*** DOCUMENT TEXT ***

WHO has only declared six PHEICs in its history.

On 12 April 2019, the WHO Emergency Committee was reconvened by the WHO Director-General after an increase in the rate of new cases, and determined that the outbreak still failed to meet the criteria for a Public Health Emergency of International Concern (PHEIC).

Following the confirmation of Ebola crossing into Uganda, a third review by the WHO on 14 June 2019 concluded that while the outbreak was a health emergency in the DRC and the region, it did not meet all three criteria required for a PHEIC. Following a case in Goma, the reconvening of a fourth review was announced on 15 July 2019. The WHO officially declared the situation a PHEIC on 17 July 2019, and as of 12 February 2020, it continues to be a PHEIC.

====Sex abuse accusations====
In September 2021, a commission found that between 2018 and 2020, WHO staff had engaged in sex abuse and rape. The report prompted WHO's chief Tedros Adhanom to issue a formal apology to those women and girls affected.

===World Bank===
The World Bank was criticised when its Pandemic Emergency Financing Facility, intended to support countries affected by pandemic diseases, had only paid out $31 million of a potential total of $425 million by August 2019 while generating substantial returns for investors. The conditions used to decide when the fund should pay out to disease-affected countries were criticised as too stringent.

===International governments===
Financial support has been contributed by the governments of the US and the UK, among others. The UK DfID minister, Rory Stewart, visited the area in July 2019, and called for other western countries, including Canada, France and Germany, to donate more financial aid. He identified a funding deficit of $100–300 million to continue responding to the outbreak until December. He urged WHO to classify the situation as a PHEIC, to speed the release of international aid.

==Subsequent outbreaks and other regional health issues==
===2020 Équateur province===
On 1 June 2020, the Congolese health ministry announced a new DRC outbreak of Ebola in Mbandaka, Équateur Province, a region along the Congo River. This area was the site of the 2018 Équateur province Ebola outbreak, which infected 53 people and resulted in 29 deaths. That outbreak was quickly brought under control with the use of the Ebola vaccine.

*** End of DOCUMENT TEXT ***

**REQUIREMENT 1**: List every full calendar date (day, month, and year) that appears in the text on the Ebola outbreak response.
**REQUIREMENT 2**: In the text on the Ebola outbreak response, what funding deficit did Rory Stewart identify?

*** THE DATA ***

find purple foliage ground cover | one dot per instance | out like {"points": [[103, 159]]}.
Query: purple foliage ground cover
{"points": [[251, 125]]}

*** End of THE DATA ***

**EXPECTED ANSWER 1**:
12 April 2019
14 June 2019
15 July 2019
17 July 2019
12 February 2020
1 June 2020

**EXPECTED ANSWER 2**: $100–300 million, needed to continue responding to the outbreak until December.